_Short problem_
Type out every line below exactly as it reads.

# START OF Material provided

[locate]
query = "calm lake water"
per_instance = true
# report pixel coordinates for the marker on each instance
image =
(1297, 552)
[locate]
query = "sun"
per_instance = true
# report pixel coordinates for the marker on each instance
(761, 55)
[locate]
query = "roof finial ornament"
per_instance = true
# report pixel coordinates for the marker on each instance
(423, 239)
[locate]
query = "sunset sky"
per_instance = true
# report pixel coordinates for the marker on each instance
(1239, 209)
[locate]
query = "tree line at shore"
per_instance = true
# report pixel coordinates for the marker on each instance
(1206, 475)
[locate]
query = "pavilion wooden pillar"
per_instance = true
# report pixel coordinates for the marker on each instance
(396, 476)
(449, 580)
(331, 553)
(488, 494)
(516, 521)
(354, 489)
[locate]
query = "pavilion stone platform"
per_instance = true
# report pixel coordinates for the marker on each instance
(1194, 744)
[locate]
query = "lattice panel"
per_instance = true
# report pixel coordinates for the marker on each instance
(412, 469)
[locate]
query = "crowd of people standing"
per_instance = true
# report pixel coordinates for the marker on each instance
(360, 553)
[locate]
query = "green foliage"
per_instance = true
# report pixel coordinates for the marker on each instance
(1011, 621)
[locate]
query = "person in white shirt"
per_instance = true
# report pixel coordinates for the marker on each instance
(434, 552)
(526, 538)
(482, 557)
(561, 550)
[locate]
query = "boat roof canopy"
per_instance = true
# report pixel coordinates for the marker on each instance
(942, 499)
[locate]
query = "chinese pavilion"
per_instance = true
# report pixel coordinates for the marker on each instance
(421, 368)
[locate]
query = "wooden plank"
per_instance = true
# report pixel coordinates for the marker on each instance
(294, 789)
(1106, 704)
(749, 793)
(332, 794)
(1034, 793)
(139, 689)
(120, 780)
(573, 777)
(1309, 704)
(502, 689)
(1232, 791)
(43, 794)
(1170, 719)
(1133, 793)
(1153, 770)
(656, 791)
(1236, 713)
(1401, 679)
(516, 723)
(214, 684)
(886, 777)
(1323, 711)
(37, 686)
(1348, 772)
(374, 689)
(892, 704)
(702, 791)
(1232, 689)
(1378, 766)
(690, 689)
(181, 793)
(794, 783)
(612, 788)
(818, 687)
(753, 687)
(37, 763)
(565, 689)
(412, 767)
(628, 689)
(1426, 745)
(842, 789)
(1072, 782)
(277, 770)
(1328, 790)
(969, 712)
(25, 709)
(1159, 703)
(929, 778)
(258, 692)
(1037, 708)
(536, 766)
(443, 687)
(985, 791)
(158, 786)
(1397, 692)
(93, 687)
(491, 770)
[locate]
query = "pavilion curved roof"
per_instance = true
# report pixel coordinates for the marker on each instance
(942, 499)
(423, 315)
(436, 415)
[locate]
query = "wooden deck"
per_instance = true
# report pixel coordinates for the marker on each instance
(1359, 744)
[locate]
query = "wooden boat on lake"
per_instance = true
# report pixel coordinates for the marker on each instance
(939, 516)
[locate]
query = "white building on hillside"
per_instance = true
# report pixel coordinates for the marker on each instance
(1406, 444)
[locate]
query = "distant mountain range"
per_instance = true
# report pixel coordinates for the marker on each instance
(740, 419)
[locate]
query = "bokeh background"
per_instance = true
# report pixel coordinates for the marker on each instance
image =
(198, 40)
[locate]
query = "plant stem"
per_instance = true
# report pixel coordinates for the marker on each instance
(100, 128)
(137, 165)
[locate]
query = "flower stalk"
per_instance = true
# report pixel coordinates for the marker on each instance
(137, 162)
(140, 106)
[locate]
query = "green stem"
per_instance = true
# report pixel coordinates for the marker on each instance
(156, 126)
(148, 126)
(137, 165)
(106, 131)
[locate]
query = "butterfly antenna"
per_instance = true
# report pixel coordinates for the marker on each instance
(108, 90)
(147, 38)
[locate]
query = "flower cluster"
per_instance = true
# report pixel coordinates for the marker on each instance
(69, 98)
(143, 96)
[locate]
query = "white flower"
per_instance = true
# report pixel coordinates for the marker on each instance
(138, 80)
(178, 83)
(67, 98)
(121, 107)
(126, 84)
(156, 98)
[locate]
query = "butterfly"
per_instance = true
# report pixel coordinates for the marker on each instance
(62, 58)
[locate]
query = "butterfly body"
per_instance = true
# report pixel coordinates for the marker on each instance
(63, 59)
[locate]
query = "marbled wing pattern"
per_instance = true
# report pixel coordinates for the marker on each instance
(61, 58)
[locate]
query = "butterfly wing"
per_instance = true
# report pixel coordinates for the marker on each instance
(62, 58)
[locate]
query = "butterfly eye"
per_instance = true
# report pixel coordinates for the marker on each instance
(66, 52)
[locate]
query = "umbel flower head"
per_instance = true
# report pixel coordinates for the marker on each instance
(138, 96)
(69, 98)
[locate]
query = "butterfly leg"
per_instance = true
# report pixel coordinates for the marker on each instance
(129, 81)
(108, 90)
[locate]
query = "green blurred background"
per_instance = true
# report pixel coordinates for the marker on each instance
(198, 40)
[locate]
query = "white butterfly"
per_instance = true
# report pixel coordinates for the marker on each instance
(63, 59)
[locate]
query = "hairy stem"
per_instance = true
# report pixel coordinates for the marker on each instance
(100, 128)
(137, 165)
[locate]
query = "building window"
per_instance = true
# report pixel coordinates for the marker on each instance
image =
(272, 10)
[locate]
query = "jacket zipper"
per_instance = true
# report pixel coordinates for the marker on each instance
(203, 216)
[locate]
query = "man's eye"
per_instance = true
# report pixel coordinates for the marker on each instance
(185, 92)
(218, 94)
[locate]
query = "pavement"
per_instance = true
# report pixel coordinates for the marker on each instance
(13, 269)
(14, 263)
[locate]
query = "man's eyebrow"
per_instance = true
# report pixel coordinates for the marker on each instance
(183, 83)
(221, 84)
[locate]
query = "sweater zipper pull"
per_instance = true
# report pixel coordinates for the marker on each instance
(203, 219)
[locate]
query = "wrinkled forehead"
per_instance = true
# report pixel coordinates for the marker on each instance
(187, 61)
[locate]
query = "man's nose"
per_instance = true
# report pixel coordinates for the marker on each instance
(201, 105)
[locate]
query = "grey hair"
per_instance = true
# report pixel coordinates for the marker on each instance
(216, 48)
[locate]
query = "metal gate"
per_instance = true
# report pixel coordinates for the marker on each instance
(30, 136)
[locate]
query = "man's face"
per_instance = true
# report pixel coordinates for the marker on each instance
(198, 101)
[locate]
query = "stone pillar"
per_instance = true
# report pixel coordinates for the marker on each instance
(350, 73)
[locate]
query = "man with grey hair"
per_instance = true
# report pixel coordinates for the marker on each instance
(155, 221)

# END OF Material provided

_Task result_
[locate]
query = "calm lake water"
per_instance = true
# report pixel coordinates for the marker on each instance
image =
(1297, 552)
[locate]
query = "sun"
per_instance = true
# report pixel coordinates for the marker on each instance
(761, 55)
[locate]
query = "roof finial ornament"
per_instance = true
# report pixel coordinates for the marker on each instance
(423, 239)
[locate]
query = "sunset sky"
per_instance = true
# report pixel coordinates for the marker on each instance
(1239, 209)
[locate]
query = "tree line at shore"
per_instance = true
# report pixel coordinates for the marker on each instance
(1206, 475)
[locate]
query = "pavilion wooden pillar"
per_instance = true
# report pixel coordinates for the marker on each instance
(396, 476)
(449, 580)
(331, 553)
(488, 494)
(516, 521)
(354, 489)
[locate]
query = "pavilion stone platform"
per_instance = true
# report pixel coordinates for the marker on each instance
(1194, 744)
[locate]
query = "lattice panel"
per_instance = true
# report pixel coordinates for the marker on each instance
(412, 469)
[locate]
query = "crowd of people standing"
per_instance = true
# report pixel coordinates for the marker on each instance
(360, 553)
[locate]
query = "green foliage"
per_instance = true
# report pixel coordinates for the marker on each instance
(1011, 621)
[locate]
query = "person in white shirt"
per_instance = true
# report pixel coordinates for the marker on each instance
(434, 552)
(526, 538)
(482, 557)
(561, 550)
[locate]
query = "boat roof canopy"
per_instance = true
# report pixel coordinates for the marker on each instance
(942, 499)
[locate]
query = "chinese pavilion"
per_instance = true
# report pixel coordinates for the marker on each instance
(421, 368)
[locate]
query = "wooden plank"
per_instance = true
# report pixel coordinates for the marker on each instance
(294, 789)
(1106, 704)
(749, 793)
(332, 794)
(1034, 793)
(139, 689)
(120, 780)
(573, 777)
(1309, 704)
(502, 689)
(1232, 791)
(43, 794)
(1170, 719)
(1133, 793)
(1153, 770)
(656, 791)
(1236, 713)
(1401, 679)
(516, 723)
(214, 684)
(886, 777)
(1323, 711)
(37, 686)
(1348, 772)
(374, 689)
(892, 704)
(702, 791)
(1232, 689)
(1378, 766)
(690, 689)
(181, 793)
(794, 783)
(612, 788)
(818, 687)
(753, 687)
(37, 763)
(565, 689)
(412, 767)
(628, 689)
(1426, 745)
(842, 789)
(1072, 782)
(277, 770)
(1328, 790)
(969, 712)
(25, 709)
(1159, 703)
(929, 778)
(258, 692)
(1037, 708)
(536, 766)
(443, 687)
(985, 791)
(158, 786)
(1397, 692)
(93, 687)
(491, 770)
[locate]
query = "pavilion curved roof"
per_instance = true
# report pixel coordinates for the marker on each instance
(942, 499)
(423, 315)
(436, 415)
[locate]
query = "wooden deck"
per_instance = true
# report pixel coordinates for the marker on each instance
(1359, 744)
[locate]
query = "wooden boat on lake"
per_instance = true
# report pixel coordinates for the marker on each instance
(939, 516)
[locate]
query = "white building on hillside"
per_instance = true
# report pixel coordinates for the marker on each instance
(1406, 444)
[locate]
query = "distant mountain range"
per_instance = true
# report pixel coordinates for the marker on each instance
(740, 419)
[locate]
query = "bokeh background"
per_instance = true
# report pixel coordinates for the marker on each instance
image =
(198, 40)
[locate]
query = "plant stem"
per_instance = true
# report pixel coordinates for the marker on each instance
(100, 128)
(137, 165)
[locate]
query = "flower stalk"
per_instance = true
# report pixel coordinates for the marker on each instance
(137, 162)
(140, 106)
[locate]
query = "green stem"
per_instance = true
# report pixel coordinates for the marker on each instance
(156, 126)
(148, 126)
(137, 165)
(106, 131)
[locate]
query = "butterfly antenna"
per_instance = true
# report pixel coordinates for the marker on each instance
(108, 90)
(147, 38)
[locate]
query = "flower cluster"
per_instance = true
# report pixel coordinates for the marker on each instance
(69, 98)
(143, 96)
[locate]
query = "white flower"
per_instance = true
# report pixel coordinates for the marker on each instance
(138, 80)
(178, 83)
(67, 98)
(121, 107)
(126, 84)
(156, 98)
[locate]
query = "butterfly"
per_instance = true
# report pixel coordinates for the marker on each instance
(62, 58)
[locate]
query = "butterfly body"
per_instance = true
# report pixel coordinates for the marker on each instance
(63, 59)
[locate]
query = "marbled wing pattern"
per_instance = true
# report pixel coordinates for the marker on each instance
(61, 58)
[locate]
query = "butterfly wing"
per_instance = true
# report pixel coordinates for the marker on each instance
(62, 58)
[locate]
query = "butterfly eye"
per_instance = true
# report pixel coordinates for the marker on each instance
(66, 52)
[locate]
query = "umbel flower head"
per_instance = true
# report pixel coordinates for the marker on each instance
(138, 96)
(69, 98)
[locate]
query = "butterfly leg"
per_instance = true
# report pixel coordinates for the marker on each instance
(129, 81)
(108, 90)
[locate]
query = "green blurred background"
per_instance = true
# report pixel coordinates for the marker on each instance
(198, 40)
[locate]
query = "white butterfly"
per_instance = true
# report pixel coordinates for the marker on each instance
(63, 59)
[locate]
query = "hairy stem"
per_instance = true
# report pixel coordinates for the marker on each instance
(100, 128)
(137, 165)
[locate]
query = "building window"
per_instance = true
# report pixel coordinates for the marker on each instance
image =
(272, 10)
[locate]
query = "jacket zipper"
per_instance = true
# report pixel coordinates for the marker on each instance
(203, 216)
[locate]
query = "man's eye"
per_instance = true
# report pixel coordinates for the marker on each instance
(185, 92)
(218, 94)
[locate]
query = "pavement"
per_instance = true
# report pixel coordinates for the marker on each instance
(13, 269)
(14, 263)
[locate]
query = "man's eyebrow"
per_instance = true
# report pixel coordinates for the marker on each instance
(183, 83)
(221, 84)
[locate]
query = "sweater zipper pull"
per_instance = true
# report pixel coordinates for the marker on each instance
(203, 219)
[locate]
query = "wrinkled forehead"
per_instance = true
# report pixel coordinates for the marker on each instance
(187, 61)
[locate]
query = "man's nose"
per_instance = true
# report pixel coordinates for the marker on each instance
(201, 105)
[locate]
query = "grey hair"
per_instance = true
# report pixel coordinates for the marker on each instance
(216, 48)
[locate]
query = "metal gate"
per_instance = true
# report pixel coordinates for the marker on each instance
(30, 136)
[locate]
query = "man's face"
per_instance = true
# report pixel coordinates for the marker on each instance
(198, 101)
[locate]
query = "stone pillar"
per_instance = true
# report pixel coordinates for the marker on each instance
(350, 73)
[locate]
query = "man with grey hair"
per_instance = true
# report pixel coordinates for the marker on each instance
(155, 221)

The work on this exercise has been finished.